WHAT TO WORK ON
Lines from the one containing "[trace] backdrop banner" through the last line of the records below are to be repeated exactly.

[Stored records]
....

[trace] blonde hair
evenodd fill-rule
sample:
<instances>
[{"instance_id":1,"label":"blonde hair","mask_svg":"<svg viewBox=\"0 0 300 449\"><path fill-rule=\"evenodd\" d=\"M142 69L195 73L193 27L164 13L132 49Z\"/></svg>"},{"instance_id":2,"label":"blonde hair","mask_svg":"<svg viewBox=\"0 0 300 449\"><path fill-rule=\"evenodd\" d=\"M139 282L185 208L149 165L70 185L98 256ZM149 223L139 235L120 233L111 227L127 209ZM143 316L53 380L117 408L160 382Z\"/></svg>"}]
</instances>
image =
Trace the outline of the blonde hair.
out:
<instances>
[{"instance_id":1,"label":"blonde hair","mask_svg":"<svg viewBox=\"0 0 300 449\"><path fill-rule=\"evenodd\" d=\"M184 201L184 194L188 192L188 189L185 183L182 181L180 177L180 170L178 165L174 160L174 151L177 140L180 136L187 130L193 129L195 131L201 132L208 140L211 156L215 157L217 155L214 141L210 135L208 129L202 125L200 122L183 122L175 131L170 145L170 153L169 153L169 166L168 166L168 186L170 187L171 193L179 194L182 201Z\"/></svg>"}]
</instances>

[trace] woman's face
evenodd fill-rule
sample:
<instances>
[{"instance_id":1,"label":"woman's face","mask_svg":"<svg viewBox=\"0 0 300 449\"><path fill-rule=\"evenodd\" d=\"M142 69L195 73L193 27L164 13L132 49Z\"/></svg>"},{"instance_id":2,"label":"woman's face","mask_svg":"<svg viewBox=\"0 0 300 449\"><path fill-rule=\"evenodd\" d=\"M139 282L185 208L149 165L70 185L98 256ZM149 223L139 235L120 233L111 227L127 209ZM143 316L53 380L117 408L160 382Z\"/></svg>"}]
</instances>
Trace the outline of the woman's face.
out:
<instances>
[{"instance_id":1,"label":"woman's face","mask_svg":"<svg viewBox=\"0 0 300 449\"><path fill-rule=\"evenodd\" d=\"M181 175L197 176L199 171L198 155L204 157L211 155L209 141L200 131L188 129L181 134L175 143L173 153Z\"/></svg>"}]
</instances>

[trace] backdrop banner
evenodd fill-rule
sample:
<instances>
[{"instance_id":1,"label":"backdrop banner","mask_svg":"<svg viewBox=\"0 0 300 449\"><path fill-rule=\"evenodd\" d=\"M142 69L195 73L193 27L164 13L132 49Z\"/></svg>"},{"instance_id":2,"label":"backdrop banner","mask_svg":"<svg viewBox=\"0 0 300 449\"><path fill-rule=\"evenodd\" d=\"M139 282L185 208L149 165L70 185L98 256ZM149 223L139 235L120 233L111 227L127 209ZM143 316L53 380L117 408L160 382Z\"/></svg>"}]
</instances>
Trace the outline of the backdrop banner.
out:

....

ANSWER TO THE PROBLEM
[trace] backdrop banner
evenodd fill-rule
sample:
<instances>
[{"instance_id":1,"label":"backdrop banner","mask_svg":"<svg viewBox=\"0 0 300 449\"><path fill-rule=\"evenodd\" d=\"M142 69L195 73L193 27L164 13L132 49Z\"/></svg>"},{"instance_id":2,"label":"backdrop banner","mask_svg":"<svg viewBox=\"0 0 300 449\"><path fill-rule=\"evenodd\" d=\"M139 282L185 208L149 165L70 185L98 256ZM149 223L139 235L120 233L111 227L127 209ZM143 316L53 380L117 408L160 382Z\"/></svg>"}]
</instances>
Trace the outline of the backdrop banner.
out:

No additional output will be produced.